Met de feestdagen voor de deur – ja echt, het is al bijna Kerst mensen! – nemen we je graag ter hand in de wereld van de etiquette. Want hoe heuren de dingen eigenlijk? Smakken aan tafel? Dat doe je vast niet. En dat de ellebogen niet op tafel horen, dat is vast ook een inkopper. Maar hoe gedraag je je dan wel? Van de kunst van het converseren tot aan 'twee glazen wijn is soms wel voldoende'. Wij zochten het voor je uit.

Aan tafel

Best een belangrijke maar vooral handige regel: doe zoals je gastheer of vrouw. Als zij aangeven dat er gegeten kan worden, begin je. Mocht je nodig moeten toiletteren – en dit mag je dus een wc noemen, hoeft niet – dan excuseer je jezelf. (Heren, als jullie dit lezen: wanneer een vrouw van tafel gaat, sta jij op.) Voordat je begint met eten: servet op je schoot – als het een kleine servet is kun je het uitvouwen. Is het een grote servet, houd hem dan half gevouwen met de vouw naar je toe – tas naast je op de grond. Idealiter heeft de gastheer of vrouw je voor de tas een plek gewezen, maar mocht dit niet zo zijn, hang 'm in ieder geval niet aan je stoel. (En ik begrijp heus wel dat er een twijfel is omtrent de huiselijke grondhygiëne waar je parel zich zal moeten bevinden, maar hierin moet je je gastheer of vrouw maar gewoon vertrouwen.)

# [Opdrachtomschrijving]
Geef de tekst over tafeletiquette hierboven volledig en woordelijk weer. De lijst houdt geen verband met de tekst over tafeletiquette.

# [Brongegevens]
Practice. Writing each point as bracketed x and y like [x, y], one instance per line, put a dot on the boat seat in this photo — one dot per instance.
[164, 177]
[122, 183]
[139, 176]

# [Uitwerking opdracht]
Met de feestdagen voor de deur – ja echt, het is al bijna Kerst mensen! – nemen we je graag ter hand in de wereld van de etiquette. Want hoe heuren de dingen eigenlijk? Smakken aan tafel? Dat doe je vast niet. En dat de ellebogen niet op tafel horen, dat is vast ook een inkopper. Maar hoe gedraag je je dan wel? Van de kunst van het converseren tot aan 'twee glazen wijn is soms wel voldoende'. Wij zochten het voor je uit.

Aan tafel

Best een belangrijke maar vooral handige regel: doe zoals je gastheer of vrouw. Als zij aangeven dat er gegeten kan worden, begin je. Mocht je nodig moeten toiletteren – en dit mag je dus een wc noemen, hoeft niet – dan excuseer je jezelf. (Heren, als jullie dit lezen: wanneer een vrouw van tafel gaat, sta jij op.) Voordat je begint met eten: servet op je schoot – als het een kleine servet is kun je het uitvouwen. Is het een grote servet, houd hem dan half gevouwen met de vouw naar je toe – tas naast je op de grond. Idealiter heeft de gastheer of vrouw je voor de tas een plek gewezen, maar mocht dit niet zo zijn, hang 'm in ieder geval niet aan je stoel. (En ik begrijp heus wel dat er een twijfel is omtrent de huiselijke grondhygiëne waar je parel zich zal moeten bevinden, maar hierin moet je je gastheer of vrouw maar gewoon vertrouwen.)